(Kutipan Dokumen):
⟨

Persidangan Asep, pria Serang diduga korban salah tangkap, kembali digelar Pengadilan Negeri Jakarta Barat (25/17). Agenda pada persidangan kali ini adalah pembacaan nota pembelaan penasihat hukum dan pembelaan pribadi Asep.
Melalui pembelaan yang dibacakan dengan judul “Dipasung tanpa Kesalahan”, Bunga Siagian, penasihat hukum Asep dari LBH Jakarta membantah tuntutan Jaksa Penuntut Umum. Dalam pembelaannya Bunga menekankan bahwa sejak awal, dakwaan yang menjadi acuan perkara ini tidaklah sah. Dakwaan berdasar pada bukti-bukti yang diperoleh dengan penyiksaan, yaitu sebelum dilakukannya BAP. Hal tersebut yang pada akhirnya menimbulkan intimidasi dan ketakutan pada saksi dan terdakwa.
“Semestinya perkara ini tidak dilanjutkan,” tegas Bunga dihadapan Majelis Hakim.
Bunga juga menjabarkan kejanggalan-kejanggalan pada fakta persidangan sehingga dapat disimpulkan tidak ada satu saksi pun yang terkualifikasi.

⟩

Butir-butir yang tercantum dalam kumpulan data:
⟨

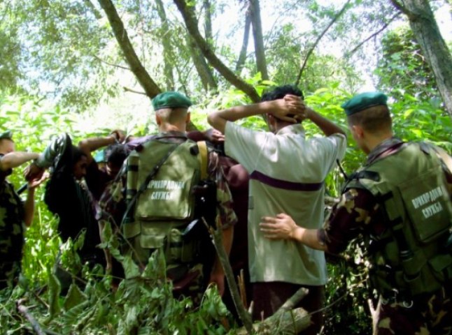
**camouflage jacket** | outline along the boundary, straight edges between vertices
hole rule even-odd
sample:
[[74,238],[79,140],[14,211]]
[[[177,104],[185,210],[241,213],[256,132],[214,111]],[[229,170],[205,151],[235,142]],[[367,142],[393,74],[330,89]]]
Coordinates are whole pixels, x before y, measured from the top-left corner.
[[[179,132],[160,133],[154,136],[146,136],[139,138],[127,144],[127,151],[134,150],[138,145],[151,140],[157,136],[164,137],[165,141],[177,143],[181,137],[185,137]],[[127,164],[127,161],[125,162]],[[125,169],[122,169],[125,170]],[[232,209],[232,198],[229,187],[225,181],[223,170],[220,165],[218,156],[209,150],[208,178],[214,180],[217,186],[217,214],[220,217],[223,228],[235,225],[237,218]],[[126,173],[118,175],[115,180],[106,187],[99,201],[100,211],[97,218],[109,221],[112,223],[120,225],[122,216],[126,209],[125,204]]]
[[[372,150],[365,165],[379,158],[391,155],[403,142],[397,138],[389,139]],[[449,189],[452,189],[452,174],[445,170]],[[332,253],[344,251],[348,243],[360,234],[381,235],[386,229],[383,211],[372,194],[365,189],[351,188],[341,196],[340,201],[332,209],[318,232],[318,239]]]
[[20,262],[24,244],[24,204],[6,180],[11,173],[0,169],[0,272],[4,263]]

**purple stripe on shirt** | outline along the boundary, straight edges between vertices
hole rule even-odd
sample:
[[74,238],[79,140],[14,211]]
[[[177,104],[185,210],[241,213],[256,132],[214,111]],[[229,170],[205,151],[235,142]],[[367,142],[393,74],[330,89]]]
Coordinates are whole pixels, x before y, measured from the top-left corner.
[[288,191],[302,191],[304,192],[313,192],[319,191],[323,186],[323,181],[320,183],[294,183],[285,180],[277,179],[267,176],[259,171],[253,171],[250,179],[258,180],[261,183],[269,185],[276,188],[282,188]]

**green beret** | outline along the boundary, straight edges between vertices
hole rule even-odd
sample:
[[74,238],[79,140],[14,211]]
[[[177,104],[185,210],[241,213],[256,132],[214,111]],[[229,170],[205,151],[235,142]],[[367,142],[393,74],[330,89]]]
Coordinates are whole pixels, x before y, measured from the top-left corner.
[[163,108],[187,108],[193,105],[188,98],[178,92],[161,93],[153,99],[154,110]]
[[11,131],[6,131],[4,133],[0,133],[0,140],[13,140],[13,133]]
[[380,92],[362,93],[353,96],[348,101],[344,103],[341,107],[345,110],[347,117],[367,110],[371,107],[388,105],[388,97]]

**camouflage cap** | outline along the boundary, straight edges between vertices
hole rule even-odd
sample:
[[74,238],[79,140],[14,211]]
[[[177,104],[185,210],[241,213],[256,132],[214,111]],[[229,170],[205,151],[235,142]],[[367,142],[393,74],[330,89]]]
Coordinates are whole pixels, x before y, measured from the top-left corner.
[[0,133],[0,140],[13,140],[13,132],[11,131],[6,131],[4,133]]
[[345,110],[347,117],[361,112],[371,107],[388,105],[388,96],[381,92],[362,93],[353,96],[349,100],[344,103],[341,107]]
[[178,92],[161,93],[153,99],[154,110],[163,108],[187,108],[193,105],[190,100]]

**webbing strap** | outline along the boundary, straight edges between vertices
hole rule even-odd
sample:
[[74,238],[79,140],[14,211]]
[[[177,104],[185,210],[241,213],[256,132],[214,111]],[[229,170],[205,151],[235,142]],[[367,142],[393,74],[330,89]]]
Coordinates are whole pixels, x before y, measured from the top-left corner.
[[206,141],[198,142],[197,144],[199,149],[198,159],[201,163],[201,180],[204,180],[207,178],[207,144]]
[[159,170],[160,170],[160,168],[162,165],[165,163],[165,161],[169,158],[169,156],[171,155],[173,151],[176,150],[179,145],[181,145],[182,143],[178,143],[176,145],[174,145],[171,149],[170,149],[167,154],[163,157],[157,163],[157,165],[154,167],[154,168],[150,171],[150,173],[148,174],[148,177],[146,177],[146,179],[141,184],[140,186],[140,188],[138,190],[138,191],[135,193],[135,195],[134,195],[134,198],[132,198],[130,202],[127,204],[127,207],[125,210],[125,212],[124,214],[124,216],[122,216],[122,220],[121,221],[121,227],[123,223],[125,223],[126,219],[127,218],[127,216],[129,215],[129,213],[132,210],[132,207],[135,204],[135,202],[136,202],[138,197],[141,195],[141,194],[144,191],[144,190],[146,189],[146,187],[148,187],[148,185],[149,184],[149,182],[152,180],[152,179],[154,177],[155,174],[157,174],[157,172],[158,172]]

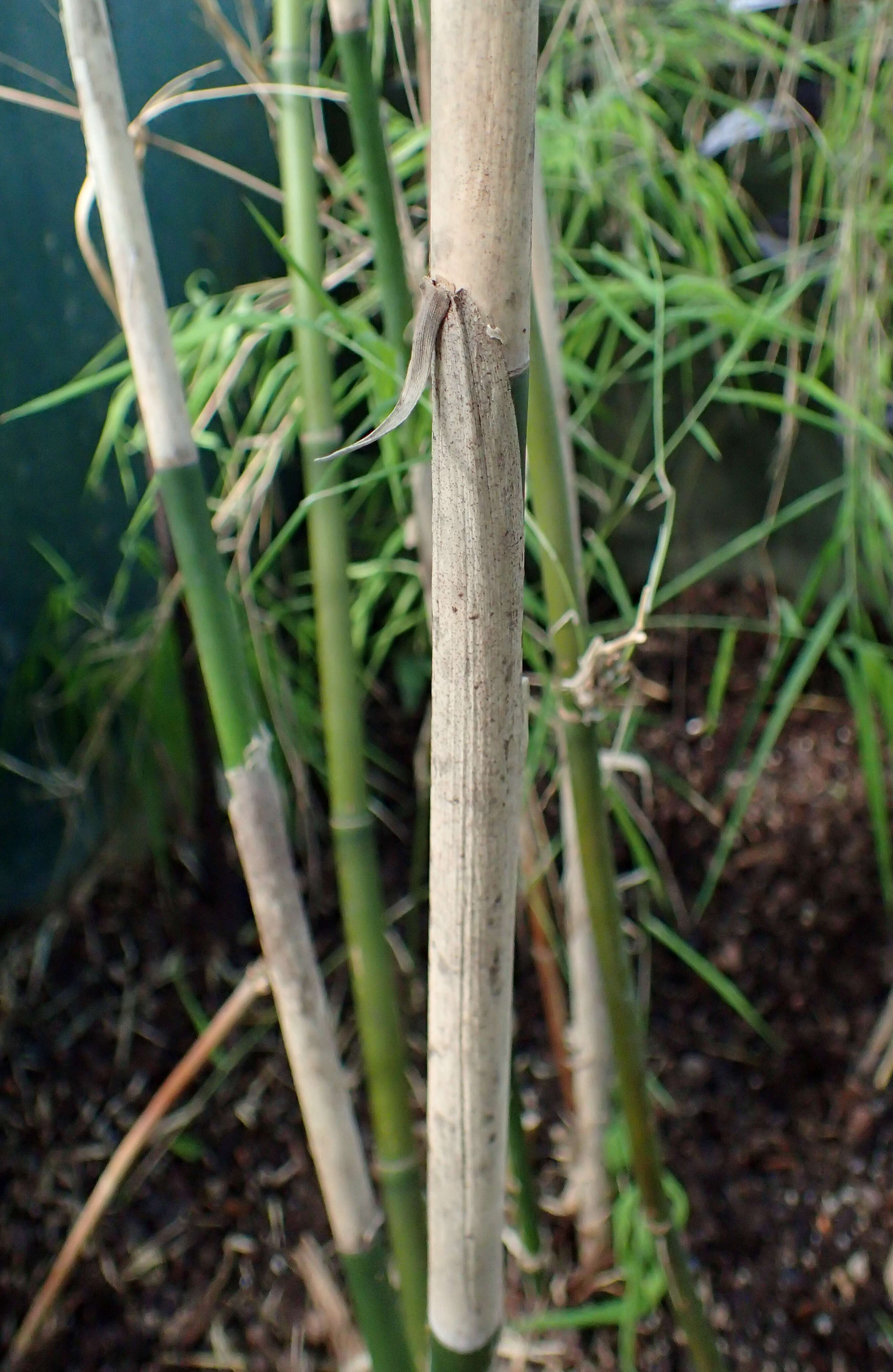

⟩

(Langkah Kerja):
A: Tuliskan kembali bagian berita persidangan Asep dari "Persidangan Asep, pria" sampai "pembelaan pribadi Asep." tanpa mengubah satu kata pun.
B: Lanjutkan berita persidangan Asep, dimulai tepat sesudah kalimat terakhirnya.

(Penyelesaian Soal):
A:
Persidangan Asep, pria Serang diduga korban salah tangkap, kembali digelar Pengadilan Negeri Jakarta Barat (25/17). Agenda pada persidangan kali ini adalah pembacaan nota pembelaan penasihat hukum dan pembelaan pribadi Asep.

B:
Pembelaan yang dibuat oleh LBH Jakarta ini juga memasukkan Amicus Curiae (sahabat peradilan) yang dimasukkan oleh Institute of Criminal Justice Reform dan dosen hukum acara pidana Abdul Fickar Hadjar, S.H, M.H. Keduanya memiliki kepentingan untuk menyampaikan pendapatnya demi perbaikan bidaya hukum di pengadilan dan pembaruan hukum acara pidana di Indonesia. ICJR mengingatkan Majelis Hakim untuk menerapkan prinsip Exclusionary Rule sebagaimana juga disampaikan oleh Hakim Altidjo Alkotsar dalam bukunya. Sejalan dengan itu, Komnas HAM dan dosen hukum acara pidana juga berpendapat bahwa bukti yang didapat dengan melawan hukum tidak dapat digunakan dalam proses peradilan pidana.
Asep Sunandar dalam kesempatan ini membuat nota pembelaan pribadinya yang ia sampaikan di muka persidangan.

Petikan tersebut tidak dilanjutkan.